### Source text
Mr. Chairman, UNICEF is ready to mobilise an across-the-board effort to meet the 2005 goal of eliminating gender disparities in education. It is, after all, the first test of our drive to meet the goals of Education for All and the Millennium Development Goals, and there should be no doubt of our determination.

Moreover, it is a feasible goal. Educators everywhere collectively know what works and how to tackle the difficult problems of providing quality basic education for girls and boys alike. I believe that almost every Minister present here can point to a success story in girls' education, perhaps in small rural communities or in a number of districts or even in a whole province. We need to harvest and build on these gains in the way that Tanzania now plans to do with the innovative programme that some of us visited on Saturday.

For example, the Complementary Basic Education in Tanzania (COBET) programme seeks to provide education for an estimated three million over-aged children and adolescents who are out of school. It was designed and piloted in two districts by UNICEF in partnership with the communities and local government.

I understand that the Government of Tanzania now intends to mainstream this innovation as a means of catering for all over-aged children and adolescents who will not be eligible to enter the school system under the new rules that stipulate age as a condition for entry.

### Material supplied
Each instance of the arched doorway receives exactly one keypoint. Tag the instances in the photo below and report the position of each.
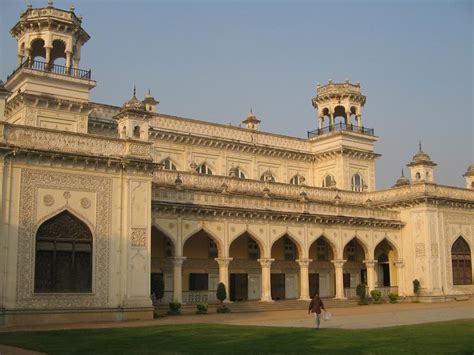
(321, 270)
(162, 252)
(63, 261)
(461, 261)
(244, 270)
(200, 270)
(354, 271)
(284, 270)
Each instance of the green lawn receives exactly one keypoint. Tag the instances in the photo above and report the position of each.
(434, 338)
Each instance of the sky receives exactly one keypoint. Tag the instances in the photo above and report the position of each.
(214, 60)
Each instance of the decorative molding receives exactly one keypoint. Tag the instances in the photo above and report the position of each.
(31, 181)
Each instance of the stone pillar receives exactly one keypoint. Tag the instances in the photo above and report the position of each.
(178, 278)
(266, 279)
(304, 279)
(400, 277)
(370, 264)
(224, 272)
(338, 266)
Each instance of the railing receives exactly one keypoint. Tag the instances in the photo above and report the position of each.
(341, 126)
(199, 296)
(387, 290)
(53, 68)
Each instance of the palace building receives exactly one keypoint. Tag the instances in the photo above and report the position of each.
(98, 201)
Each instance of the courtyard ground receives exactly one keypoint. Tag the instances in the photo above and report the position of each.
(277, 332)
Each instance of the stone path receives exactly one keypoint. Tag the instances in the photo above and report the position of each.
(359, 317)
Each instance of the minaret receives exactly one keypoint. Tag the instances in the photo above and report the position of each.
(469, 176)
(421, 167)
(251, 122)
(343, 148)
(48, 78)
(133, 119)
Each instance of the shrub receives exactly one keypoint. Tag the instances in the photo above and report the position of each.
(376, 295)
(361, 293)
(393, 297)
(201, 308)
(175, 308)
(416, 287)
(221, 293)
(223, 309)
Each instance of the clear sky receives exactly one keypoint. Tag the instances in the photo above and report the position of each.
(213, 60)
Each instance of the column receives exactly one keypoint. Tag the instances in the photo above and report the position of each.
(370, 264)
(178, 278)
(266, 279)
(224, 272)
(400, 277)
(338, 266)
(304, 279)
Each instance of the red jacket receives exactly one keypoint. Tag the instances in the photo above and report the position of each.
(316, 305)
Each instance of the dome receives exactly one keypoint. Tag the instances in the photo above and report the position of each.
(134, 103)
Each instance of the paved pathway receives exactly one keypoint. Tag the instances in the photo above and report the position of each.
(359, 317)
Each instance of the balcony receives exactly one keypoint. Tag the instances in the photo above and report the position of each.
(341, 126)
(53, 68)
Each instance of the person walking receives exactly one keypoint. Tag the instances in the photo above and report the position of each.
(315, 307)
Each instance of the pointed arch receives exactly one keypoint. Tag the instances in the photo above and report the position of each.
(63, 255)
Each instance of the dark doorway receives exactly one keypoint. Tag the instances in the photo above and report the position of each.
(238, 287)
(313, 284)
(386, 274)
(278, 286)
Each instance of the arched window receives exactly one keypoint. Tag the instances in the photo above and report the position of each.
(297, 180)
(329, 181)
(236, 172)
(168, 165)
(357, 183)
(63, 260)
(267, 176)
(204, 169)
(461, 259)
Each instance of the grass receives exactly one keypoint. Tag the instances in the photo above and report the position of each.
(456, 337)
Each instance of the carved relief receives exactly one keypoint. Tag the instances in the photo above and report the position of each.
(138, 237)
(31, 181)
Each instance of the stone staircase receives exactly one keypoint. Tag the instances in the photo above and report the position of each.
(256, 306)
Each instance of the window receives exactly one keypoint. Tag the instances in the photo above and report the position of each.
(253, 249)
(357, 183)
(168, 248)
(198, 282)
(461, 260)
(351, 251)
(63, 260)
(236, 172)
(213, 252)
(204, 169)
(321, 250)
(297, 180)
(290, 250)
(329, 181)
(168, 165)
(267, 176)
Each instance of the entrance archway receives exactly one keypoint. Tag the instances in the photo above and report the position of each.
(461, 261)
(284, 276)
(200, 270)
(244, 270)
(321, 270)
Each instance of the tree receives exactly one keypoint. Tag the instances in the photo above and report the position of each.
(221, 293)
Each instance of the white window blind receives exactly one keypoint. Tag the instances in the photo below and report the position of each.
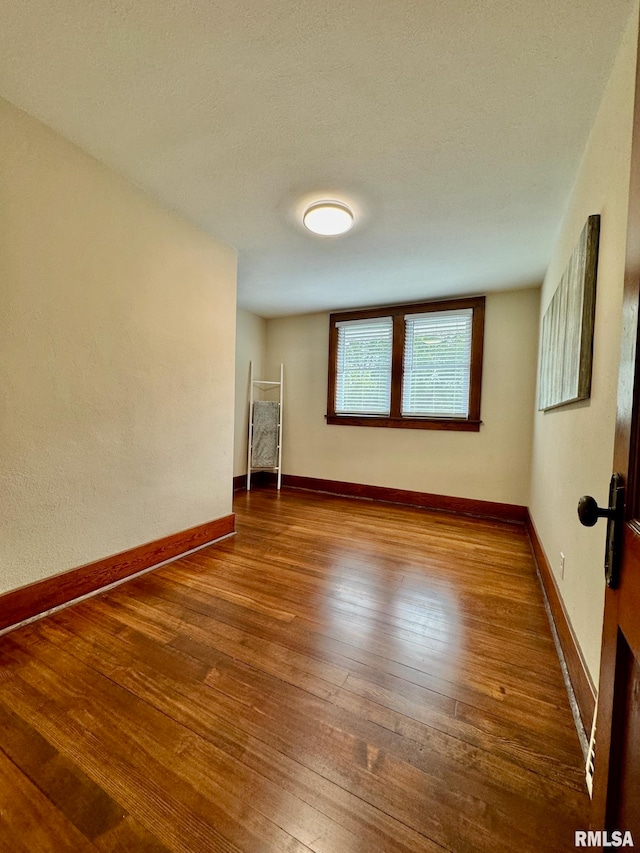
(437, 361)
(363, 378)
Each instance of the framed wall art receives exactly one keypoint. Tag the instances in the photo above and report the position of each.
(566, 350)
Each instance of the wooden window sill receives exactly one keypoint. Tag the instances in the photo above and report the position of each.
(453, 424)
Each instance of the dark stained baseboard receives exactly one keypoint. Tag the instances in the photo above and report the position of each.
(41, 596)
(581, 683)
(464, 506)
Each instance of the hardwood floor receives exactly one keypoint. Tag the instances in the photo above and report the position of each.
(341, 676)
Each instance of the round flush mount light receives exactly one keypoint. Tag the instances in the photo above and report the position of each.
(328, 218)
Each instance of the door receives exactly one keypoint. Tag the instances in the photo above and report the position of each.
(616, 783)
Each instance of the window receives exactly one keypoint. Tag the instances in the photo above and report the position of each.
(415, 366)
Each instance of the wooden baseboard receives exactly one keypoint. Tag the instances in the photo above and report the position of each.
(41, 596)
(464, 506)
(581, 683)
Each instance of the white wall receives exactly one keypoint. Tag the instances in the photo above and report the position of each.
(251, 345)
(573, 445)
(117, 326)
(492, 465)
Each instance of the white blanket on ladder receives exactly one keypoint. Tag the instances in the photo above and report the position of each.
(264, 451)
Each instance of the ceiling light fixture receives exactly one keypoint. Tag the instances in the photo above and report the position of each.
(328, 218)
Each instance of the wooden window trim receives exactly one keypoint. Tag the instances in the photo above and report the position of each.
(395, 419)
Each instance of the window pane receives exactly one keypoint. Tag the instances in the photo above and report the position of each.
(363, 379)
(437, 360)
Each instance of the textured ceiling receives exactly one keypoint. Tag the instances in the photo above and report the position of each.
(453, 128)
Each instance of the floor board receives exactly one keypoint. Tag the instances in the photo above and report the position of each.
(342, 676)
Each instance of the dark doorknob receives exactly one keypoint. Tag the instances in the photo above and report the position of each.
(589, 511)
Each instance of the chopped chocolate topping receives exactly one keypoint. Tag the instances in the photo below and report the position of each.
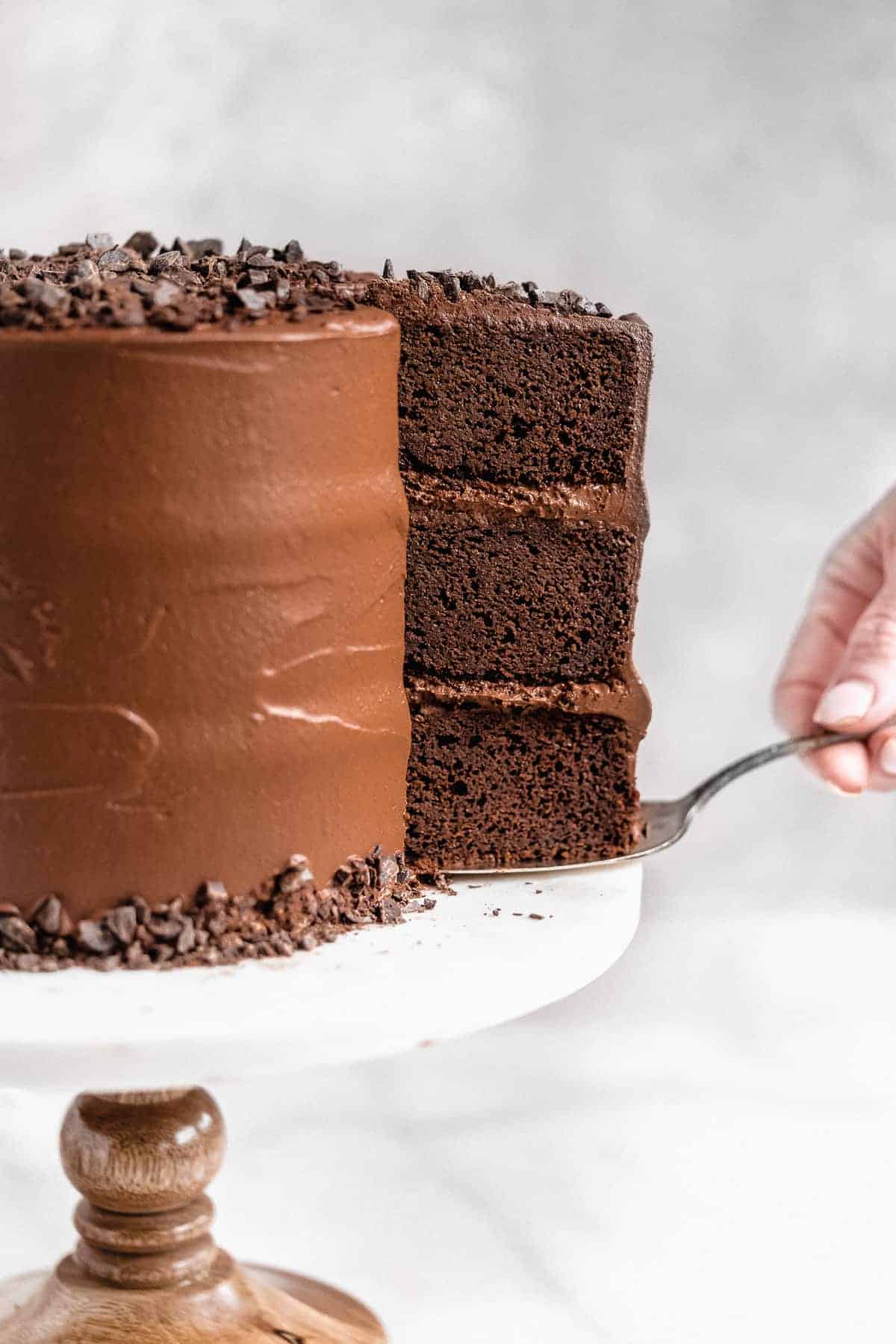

### Exercise tasks
1) In the UNICEF speech on girls' education, how many out-of-school, over-aged children and adolescents does Tanzania's COBET program aim to serve?
2) Extend the UNICEF speech on girls' education with a further passage that picks up right after its final sentence.

### The results
1) An estimated three million.

2)
Harvesting and mainstreaming what has worked on a small scale requires major resources as well as the accompanying expertise and experience. This is why we support the fast-track initiative that seeks to make major resources available to some countries. It is welcome news from Brussels that seven countries on the fast track list are to be assisted in this way.

However, we also believe that countries need to be accompanied rather than simply judged in report cards. All agencies need to work with countries as they develop EFA plans, do their PRSPs and, in some cases, prepare their Fast Track proposals.

Most of all, we need to accompany countries in the business of implementation. It is only in this way that we can be true partners, sharing in the credit for success as well as accepting part of the blame for failure. You can count on UNICEF to be there with you at all stages of the process helping get girls and boys a good quality basic education, whether in school or out.

To this end, I am pleased to announce that UNICEF will launch a drive to help 25 of the most at-risk countries eliminate gender disparities in primary and secondary education by 2005. This list of 25 includes 15 countries in Africa - and I have already met with the Education Ministers from those countries over breakfast this morning to discuss the practical steps involved in accelerating progress on girls' education.

This strategy is not just about what UNICEF does in these countries. It is about creating partnerships to accelerate progress on girls' education as a means of achieving the MDGs and EFA goals. To that end, UNICEF has already taken the first steps in joining hands with other multilateral agencies, civil society, the private sector and a strong coalition of like-minded bilateral donors to help these countries eliminate gender disparities in education by 2005.

Mr. Chairman, the children of Africa are the future of Africa - a future in which education can help girls make the most of their abilities; that can provide a means for changing attitudes about violence while promoting equality; and that can put young women on a path to economic and social empowerment.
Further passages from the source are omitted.